▶ _EXERCISE OBJECTIVE_:
Give again, word for word, only the lines from the one containing "find windshield wiper." through the final line.

+++ RECORD EXTRACTS

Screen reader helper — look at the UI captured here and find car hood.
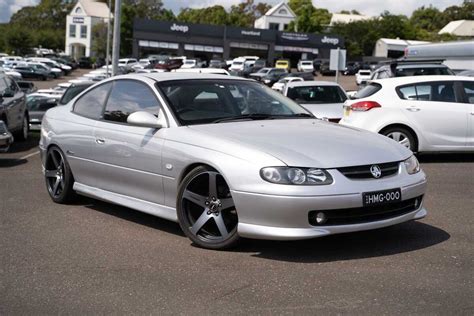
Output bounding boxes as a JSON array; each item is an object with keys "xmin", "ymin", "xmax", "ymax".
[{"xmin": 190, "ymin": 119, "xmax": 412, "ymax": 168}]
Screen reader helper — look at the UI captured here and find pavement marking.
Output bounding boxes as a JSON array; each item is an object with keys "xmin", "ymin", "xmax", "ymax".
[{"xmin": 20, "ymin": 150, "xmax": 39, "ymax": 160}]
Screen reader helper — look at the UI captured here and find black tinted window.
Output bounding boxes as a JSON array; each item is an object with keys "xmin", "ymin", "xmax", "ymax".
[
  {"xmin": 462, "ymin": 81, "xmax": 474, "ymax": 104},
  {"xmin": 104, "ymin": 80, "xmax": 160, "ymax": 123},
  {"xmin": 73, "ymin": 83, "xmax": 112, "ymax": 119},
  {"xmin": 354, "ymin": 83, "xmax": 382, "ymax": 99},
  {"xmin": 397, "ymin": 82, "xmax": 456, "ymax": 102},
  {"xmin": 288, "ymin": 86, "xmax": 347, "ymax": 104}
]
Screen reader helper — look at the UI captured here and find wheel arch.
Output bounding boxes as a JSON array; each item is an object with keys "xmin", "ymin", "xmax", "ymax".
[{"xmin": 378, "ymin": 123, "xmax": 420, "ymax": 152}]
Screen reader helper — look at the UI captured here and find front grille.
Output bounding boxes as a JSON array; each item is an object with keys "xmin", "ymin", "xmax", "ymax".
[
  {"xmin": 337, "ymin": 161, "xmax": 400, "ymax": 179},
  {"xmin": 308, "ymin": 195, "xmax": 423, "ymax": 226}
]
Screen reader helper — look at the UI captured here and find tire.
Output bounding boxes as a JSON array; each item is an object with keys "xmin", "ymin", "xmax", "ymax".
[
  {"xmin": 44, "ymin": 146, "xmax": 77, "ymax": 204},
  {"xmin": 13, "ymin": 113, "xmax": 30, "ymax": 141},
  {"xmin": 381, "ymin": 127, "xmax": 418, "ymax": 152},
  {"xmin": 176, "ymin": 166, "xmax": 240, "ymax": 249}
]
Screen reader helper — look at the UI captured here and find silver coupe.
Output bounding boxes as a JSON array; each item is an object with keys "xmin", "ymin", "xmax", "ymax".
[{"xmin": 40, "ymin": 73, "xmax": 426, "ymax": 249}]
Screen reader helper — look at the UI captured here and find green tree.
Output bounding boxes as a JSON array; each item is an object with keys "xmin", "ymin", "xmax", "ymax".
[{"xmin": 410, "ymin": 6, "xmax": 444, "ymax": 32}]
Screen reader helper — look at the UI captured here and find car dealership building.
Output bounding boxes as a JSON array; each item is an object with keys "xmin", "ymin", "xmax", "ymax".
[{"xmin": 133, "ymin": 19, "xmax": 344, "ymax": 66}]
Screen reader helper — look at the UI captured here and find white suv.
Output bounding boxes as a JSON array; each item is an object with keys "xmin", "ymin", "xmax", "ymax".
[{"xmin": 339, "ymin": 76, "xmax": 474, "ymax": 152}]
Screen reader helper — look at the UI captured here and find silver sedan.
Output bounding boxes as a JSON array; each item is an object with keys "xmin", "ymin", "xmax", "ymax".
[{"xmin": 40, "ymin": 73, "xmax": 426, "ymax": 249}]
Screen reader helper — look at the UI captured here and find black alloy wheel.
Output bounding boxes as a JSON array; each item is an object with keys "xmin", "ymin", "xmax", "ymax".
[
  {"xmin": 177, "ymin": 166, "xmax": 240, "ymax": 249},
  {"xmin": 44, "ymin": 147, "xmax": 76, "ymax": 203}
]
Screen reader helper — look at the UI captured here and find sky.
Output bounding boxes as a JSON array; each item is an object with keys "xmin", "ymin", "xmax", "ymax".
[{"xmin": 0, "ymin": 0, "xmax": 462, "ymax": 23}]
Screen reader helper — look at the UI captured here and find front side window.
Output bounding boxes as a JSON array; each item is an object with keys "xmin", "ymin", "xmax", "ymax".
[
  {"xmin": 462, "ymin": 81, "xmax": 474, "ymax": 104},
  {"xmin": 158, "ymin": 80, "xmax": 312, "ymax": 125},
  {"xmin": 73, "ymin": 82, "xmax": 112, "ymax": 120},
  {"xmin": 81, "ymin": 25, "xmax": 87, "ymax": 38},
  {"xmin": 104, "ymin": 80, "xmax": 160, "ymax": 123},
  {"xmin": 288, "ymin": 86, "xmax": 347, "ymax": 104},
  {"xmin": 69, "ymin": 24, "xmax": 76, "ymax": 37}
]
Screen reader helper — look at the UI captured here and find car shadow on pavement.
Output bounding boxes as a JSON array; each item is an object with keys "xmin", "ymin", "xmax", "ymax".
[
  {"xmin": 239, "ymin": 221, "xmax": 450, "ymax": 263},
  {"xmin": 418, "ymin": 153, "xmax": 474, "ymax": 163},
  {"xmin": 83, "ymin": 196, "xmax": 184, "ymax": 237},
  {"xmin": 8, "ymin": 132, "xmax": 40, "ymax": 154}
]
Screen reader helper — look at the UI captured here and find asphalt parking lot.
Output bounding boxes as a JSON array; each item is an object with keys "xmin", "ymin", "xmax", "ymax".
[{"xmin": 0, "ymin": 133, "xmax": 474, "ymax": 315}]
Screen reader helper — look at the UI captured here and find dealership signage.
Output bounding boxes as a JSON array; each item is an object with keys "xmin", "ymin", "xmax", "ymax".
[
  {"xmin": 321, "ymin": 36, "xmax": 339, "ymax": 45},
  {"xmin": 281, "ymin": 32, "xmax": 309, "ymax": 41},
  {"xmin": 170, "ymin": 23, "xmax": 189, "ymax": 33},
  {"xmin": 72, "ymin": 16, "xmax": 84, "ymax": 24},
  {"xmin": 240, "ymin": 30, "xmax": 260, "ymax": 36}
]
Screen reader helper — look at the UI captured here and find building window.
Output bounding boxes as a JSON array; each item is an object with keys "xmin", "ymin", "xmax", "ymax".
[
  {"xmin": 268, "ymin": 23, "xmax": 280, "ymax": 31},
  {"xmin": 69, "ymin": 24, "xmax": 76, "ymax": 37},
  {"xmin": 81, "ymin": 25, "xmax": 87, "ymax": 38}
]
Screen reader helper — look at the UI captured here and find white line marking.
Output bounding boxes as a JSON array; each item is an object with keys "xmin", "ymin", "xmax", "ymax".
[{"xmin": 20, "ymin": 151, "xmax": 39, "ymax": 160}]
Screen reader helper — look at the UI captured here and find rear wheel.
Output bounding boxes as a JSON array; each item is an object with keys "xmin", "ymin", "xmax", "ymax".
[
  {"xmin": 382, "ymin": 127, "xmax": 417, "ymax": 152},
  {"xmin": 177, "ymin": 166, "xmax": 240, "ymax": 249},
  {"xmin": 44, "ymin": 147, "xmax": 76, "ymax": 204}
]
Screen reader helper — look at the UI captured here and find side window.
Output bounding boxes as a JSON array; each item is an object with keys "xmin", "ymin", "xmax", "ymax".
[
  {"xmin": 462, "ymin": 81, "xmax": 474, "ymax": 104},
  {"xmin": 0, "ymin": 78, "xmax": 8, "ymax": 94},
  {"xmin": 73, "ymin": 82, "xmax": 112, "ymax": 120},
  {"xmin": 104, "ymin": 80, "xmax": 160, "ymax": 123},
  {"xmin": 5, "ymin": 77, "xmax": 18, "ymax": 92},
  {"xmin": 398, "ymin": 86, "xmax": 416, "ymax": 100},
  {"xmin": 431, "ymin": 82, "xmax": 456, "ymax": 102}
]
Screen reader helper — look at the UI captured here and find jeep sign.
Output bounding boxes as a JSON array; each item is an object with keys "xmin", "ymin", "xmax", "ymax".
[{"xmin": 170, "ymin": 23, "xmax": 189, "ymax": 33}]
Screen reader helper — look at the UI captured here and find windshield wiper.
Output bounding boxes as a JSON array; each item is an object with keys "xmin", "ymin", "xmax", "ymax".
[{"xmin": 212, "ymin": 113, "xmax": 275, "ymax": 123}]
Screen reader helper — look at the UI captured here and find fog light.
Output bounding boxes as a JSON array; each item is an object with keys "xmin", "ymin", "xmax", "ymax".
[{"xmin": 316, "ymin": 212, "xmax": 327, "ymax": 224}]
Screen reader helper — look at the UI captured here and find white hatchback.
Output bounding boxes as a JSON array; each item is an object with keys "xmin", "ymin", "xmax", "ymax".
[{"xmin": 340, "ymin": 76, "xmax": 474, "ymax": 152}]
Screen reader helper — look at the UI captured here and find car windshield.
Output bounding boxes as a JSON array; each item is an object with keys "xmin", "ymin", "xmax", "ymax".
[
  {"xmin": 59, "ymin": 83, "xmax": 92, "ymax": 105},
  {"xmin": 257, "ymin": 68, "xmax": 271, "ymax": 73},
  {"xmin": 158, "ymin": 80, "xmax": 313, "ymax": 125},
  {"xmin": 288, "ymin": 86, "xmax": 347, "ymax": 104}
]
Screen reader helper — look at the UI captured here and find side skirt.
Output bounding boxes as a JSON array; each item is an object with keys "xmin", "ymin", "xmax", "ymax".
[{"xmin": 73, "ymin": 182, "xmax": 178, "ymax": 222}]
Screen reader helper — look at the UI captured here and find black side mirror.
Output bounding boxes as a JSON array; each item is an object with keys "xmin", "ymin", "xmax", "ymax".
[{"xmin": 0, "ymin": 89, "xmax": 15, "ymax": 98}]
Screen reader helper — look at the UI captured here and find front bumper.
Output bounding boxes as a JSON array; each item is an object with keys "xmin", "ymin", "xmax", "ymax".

++++++

▶ _PROBLEM SOLUTION_:
Screen reader helper — look at the UI captured here and find windshield wiper.
Output bounding boxes as a JSON array; each item is an object with keys "xmin", "ymin", "xmax", "ymax".
[{"xmin": 212, "ymin": 113, "xmax": 275, "ymax": 123}]
Screen reader helper — look at the UI captured here and find fog light.
Output bounding boxes as a JSON array; each item is an object with keys "xmin", "ymin", "xmax", "ymax".
[{"xmin": 316, "ymin": 212, "xmax": 327, "ymax": 224}]
Screen reader helper — look at the UI captured here and find white hatchback.
Output bounding boxes as a JSON array; each item is an object with keys "xmin", "ymin", "xmax", "ymax".
[{"xmin": 340, "ymin": 76, "xmax": 474, "ymax": 152}]
Screen reader helper — look at the UI captured here and find car windshield.
Output bounding boxes as a JSON array; each item is an object with keys "xmin", "ymin", "xmax", "ymax".
[
  {"xmin": 59, "ymin": 83, "xmax": 92, "ymax": 105},
  {"xmin": 257, "ymin": 68, "xmax": 271, "ymax": 73},
  {"xmin": 158, "ymin": 80, "xmax": 313, "ymax": 125},
  {"xmin": 288, "ymin": 86, "xmax": 347, "ymax": 104}
]
Screen reader helper — look at the UI captured here and find side skirt.
Output bounding boxes as a JSON array; each item is an object with keys "xmin", "ymin", "xmax", "ymax".
[{"xmin": 73, "ymin": 182, "xmax": 178, "ymax": 222}]
Screen reader helper — look at the UI captured here and find black side mirror.
Output bounding boxes as a JSON array; each item is an object with keys "xmin", "ymin", "xmax", "ymax".
[{"xmin": 0, "ymin": 89, "xmax": 15, "ymax": 98}]
Screen reader helper — look at the UI captured here and find front bumper.
Output bounding boxes as a JSON array; each item is an object with keys "xmin", "ymin", "xmax", "ymax".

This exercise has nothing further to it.